* [PASSAGE FOR REVIEW]
= = = =

Proteins function in different cellular or subcellular compartments as part of complex systems. In systems biology, investigating and modeling these complex systems from different aspects and at various levels is hoped to lead to a mechanistic understanding of cell behavior [
1,
2]. Extensive efforts have been made towards proteome-scale determination of protein sequence, structure, abundance and interactions and tremendous progress has been achieved. Much less information is available about protein location within cells, with descriptions using words (such as GO terms) being the main approach used to represent this important concept. More detailed and comprehensive approaches to learning and describing the spatial distributions of proteins at different levels of accuracy will be critical for systems models.
Development of modern microscopy technology makes observation of protein localization possible both in vitro and in vivo with high throughput. However, traditional visual analysis to recognize protein localizations can be a key barrier for converting large sets of images to useful descriptions of protein locations. To overcome this difficulty, machine learning methods and digital image processing tools have been combined to develop systems that automatically recognize protein subcellular location patterns [
3]. Here “pattern” designates the subcellular distribution of a protein, or of a set of proteins whose distributions are statistically indistinguishable. The most critical component of these systems is sets of numerical features to describe protein subcellular location patterns in 2D or 3D images. With these features, the feasibility is capable of classifying major protein subcellular location patterns with high accuracy and efficiency compared to visual analysis has been demonstrated [
4,
5].
However, recognition of location patterns provides only limited information. For example, describing a protein location as “nucleus” in a given cell type under a given condition provides no detail on how it is distributed within the nucleus (and of course no information on the size or shape of nuclei in that cell type). Similarly, recognition based approaches can describe a protein’s “relocation from organelle A to B“ but communicates no information about how this process happens spatially and geometrically. Thus, beyond simply recognizing subcellular location patterns, an important goal is to be able to build models to capture the essence and variation of a specific pattern.

= = = =

* [DATASET EXCERPTS]
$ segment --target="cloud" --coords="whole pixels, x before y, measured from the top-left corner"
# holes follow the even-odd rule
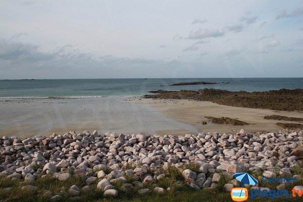
[[[258,19],[258,17],[253,16],[253,17],[242,17],[240,19],[240,22],[243,22],[247,25],[249,25],[250,24],[254,24],[257,21]]]
[[[191,30],[188,38],[193,39],[202,39],[209,37],[219,37],[224,36],[225,32],[218,29],[198,29]]]
[[[196,42],[194,44],[205,44],[205,43],[208,43],[209,42],[210,42],[210,41],[204,41],[203,40],[199,40],[199,41],[197,41],[197,42]]]
[[[183,38],[183,36],[180,36],[179,34],[177,33],[173,37],[173,39],[175,41],[177,41],[178,40],[182,39]]]
[[[228,57],[233,57],[235,56],[238,54],[241,53],[242,52],[244,51],[246,49],[246,48],[243,47],[242,48],[238,49],[232,49],[227,52],[225,53],[225,56]]]
[[[263,40],[263,39],[265,39],[266,38],[273,38],[274,37],[275,37],[275,34],[272,34],[271,35],[269,35],[263,36],[262,37],[261,37],[260,38],[259,38],[259,40]]]
[[[266,21],[264,21],[263,23],[261,23],[261,24],[260,25],[260,27],[262,27],[263,26],[264,26],[265,24],[267,23],[267,22]]]
[[[276,20],[282,18],[296,17],[303,15],[303,8],[298,8],[294,10],[291,13],[288,13],[286,10],[281,11],[276,17]]]
[[[244,28],[243,24],[236,24],[232,26],[227,26],[225,28],[227,29],[228,31],[232,31],[233,32],[239,32],[243,30]]]
[[[183,50],[183,51],[196,50],[198,49],[199,49],[199,47],[193,44],[193,45],[190,45],[188,47],[186,47],[186,48],[184,49]]]
[[[52,54],[39,52],[39,46],[30,43],[15,42],[12,41],[0,40],[0,60],[21,60],[35,62],[40,60],[53,59]]]
[[[26,32],[23,32],[23,33],[15,33],[11,38],[11,39],[15,39],[17,38],[19,38],[22,36],[26,36],[28,35],[28,33],[26,33]]]
[[[280,45],[280,41],[277,41],[277,40],[273,40],[266,44],[265,47],[273,47],[277,46],[279,45]]]
[[[191,24],[193,25],[194,24],[205,24],[207,22],[208,22],[208,21],[206,19],[201,20],[198,18],[195,18],[194,20],[193,20],[193,21],[192,21],[192,22],[191,23]]]
[[[239,22],[241,23],[236,24],[234,25],[226,26],[224,27],[224,29],[228,31],[233,32],[240,32],[243,31],[245,28],[248,27],[248,25],[255,23],[258,19],[258,17],[246,17],[244,16],[241,18]]]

= = = =

* [TASK TO CARRY OUT] Continue the passage on modeling protein subcellular location patterns, starting right after its last sentence. The records have no connection to the text.

* [TASK OUTPUT]
Zhao and Murphy [
6] describe the first system for constructing
generative models of subcellular patterns in 2D images, providing a framework in which cell structure and subcellular location patterns can be represented and communicated. In this work, images are viewed as the manifestation of a set of random variables and image synthesis or generation is viewed as a stepwise random process. A statistical generative model is the combination of all distributions of these random variables. Building a generative model for images in the form of a joint distribution of all pixels in an image is too computationally expensive (and potentially underdetermined) to be practical. Therefore, methods of computational geometry and data analysis were explored in order to compromise between complexity and accuracy of the model. 2D fluorescence images of cells were represented by three major components: nucleus, cell membrane, and protein objects distributed inside these compartments. All three components were represented by small sets of parameters (much fewer than the number of image pixels) from which the key features related to protein locations in the original image can be reconstructed with reasonable accuracy. The three components were modeled conditionally on each other, e.g., the output of the model of organelle position takes as inputs the instances drawn from models of cell and nuclear shape.
While this initial approach is useful for the vast majority of fluorescence microscope images that are acquired in only 2D, they represent a significant simplification of actual cell organization in 3D. Therefore, in this paper we describe extending the generative modeling and simulation framework to 3D.